:: ACTION ITEM A ::
Decide whether each statement agrees with the Jason Phillips text. For each one, answer yes or no and quote the words of the text that decide it.
(i) Phillips signed with the Blue Jays on Tuesday.
(ii) On July 13 the Mets were in first place in the NL East.
(iii) Tug McGraw threw out the first pitch at the game.
:: ACTION ITEM B ::
In the Jason Phillips text, who pitched for the Phillies against Tom Glavine?
:: ACTION ITEM C ::
Retype the Jason Phillips text between "Shea Stadium has" and "of everything Sheaness.", inclusive.

Shea Stadium has puzzled, bedeviled and flummoxed many a good hitter with its combination of dimensions and weather conditions. There's a frustration factor that comes from too many long fly balls turned into outs and the result is that the batting average plummets.

In my 25-odd years of Mets watching, I've seen the ballpark dominate the player, rather than the other way around, a few too many times. There was one hitter though, who for what was otherwise a rather dismal campaign, had a complete mastery of everything Sheaness.

In 2003 we were introduced to Jason Phillips, a rather candid Californian with molassesesque speed, a sharp quick bat, and a penchant for doing nimble splits to catch stray throws at first base. In the absence of Mo Vaughn, Phillips, who signed with the Blue Jays on Tuesday, became the team's most pleasant surprise.

By July 13, the Mets were basically dead and buried, at 39-53 and in the NL East basement with one day remaining before the All-Star Break. Art Howe, Tom Glavine and company all got off to miserable starts, injuries took their toll, and the eason really had few purposes by this point. The Mets and Phillies were putting the wraps on a three-game series at Shea, with Tom Glavine twirling against Brett Myers. The real highlight of the day was that ex-Mets closer Tug McGraw, battling a brain tumor, threw out the first pitch, but there was a game to play as well

The Phillies led 2-0 going into the home fifth when the Flushing 9 strung together a nice rally. Jose Reyes knocked in one run and Phillips brought him home with a double. He then scored when Jeromy Burnitz followed with a double.

:: RECORD EXTRACTS ::
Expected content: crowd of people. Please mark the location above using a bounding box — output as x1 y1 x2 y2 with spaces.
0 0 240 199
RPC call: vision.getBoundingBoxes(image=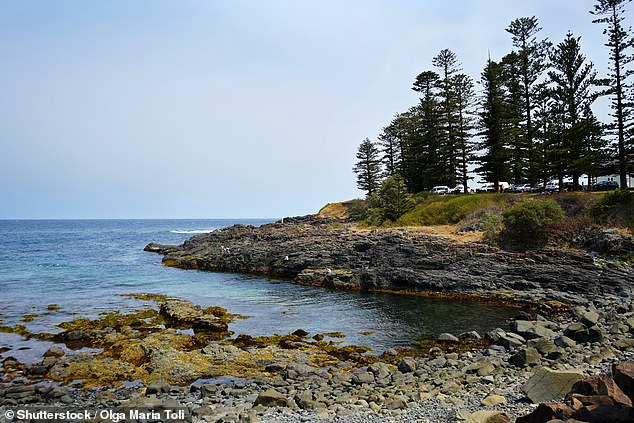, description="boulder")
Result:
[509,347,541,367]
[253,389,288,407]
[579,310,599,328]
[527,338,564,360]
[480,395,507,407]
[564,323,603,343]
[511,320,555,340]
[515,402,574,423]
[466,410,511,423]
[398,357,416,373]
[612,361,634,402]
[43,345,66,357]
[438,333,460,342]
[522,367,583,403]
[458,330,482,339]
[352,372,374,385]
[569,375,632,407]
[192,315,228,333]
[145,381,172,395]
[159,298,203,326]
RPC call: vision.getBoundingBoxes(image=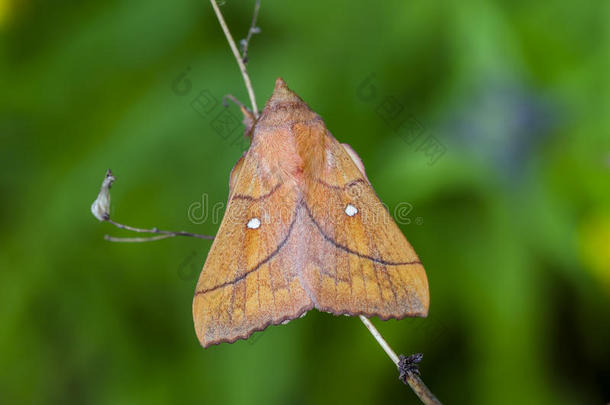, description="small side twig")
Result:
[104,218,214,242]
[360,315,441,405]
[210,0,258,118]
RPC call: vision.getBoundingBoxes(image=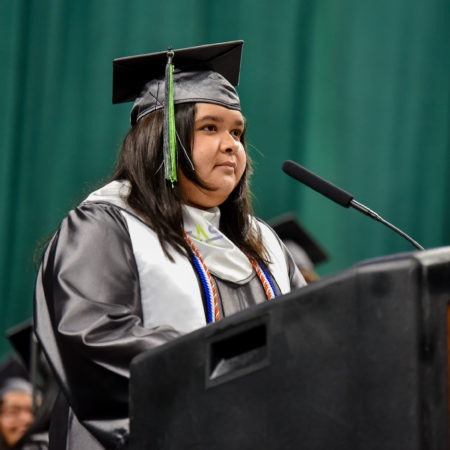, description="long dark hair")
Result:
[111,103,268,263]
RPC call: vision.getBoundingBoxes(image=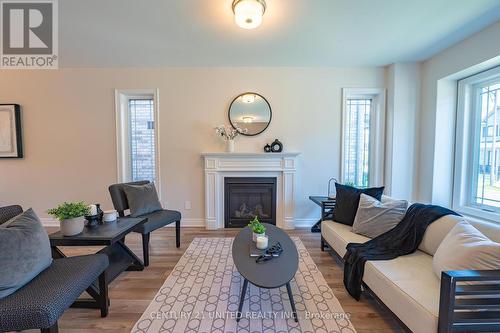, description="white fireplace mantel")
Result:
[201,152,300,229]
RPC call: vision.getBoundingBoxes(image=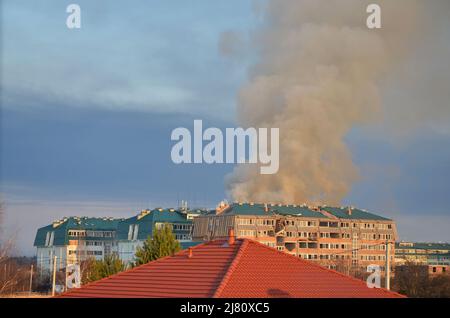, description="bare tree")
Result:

:: ANSWER BOX A ::
(i) Yes: "Phillips, who signed with the Blue Jays on Tuesday"
(ii) No: "at 39-53 and in the NL East basement"
(iii) Yes: "ex-Mets closer Tug McGraw, battling a brain tumor, threw out the first pitch"

:: ANSWER BOX B ::
Brett Myers.

:: ANSWER BOX C ::
Shea Stadium has puzzled, bedeviled and flummoxed many a good hitter with its combination of dimensions and weather conditions. There's a frustration factor that comes from too many long fly balls turned into outs and the result is that the batting average plummets.

In my 25-odd years of Mets watching, I've seen the ballpark dominate the player, rather than the other way around, a few too many times. There was one hitter though, who for what was otherwise a rather dismal campaign, had a complete mastery of everything Sheaness.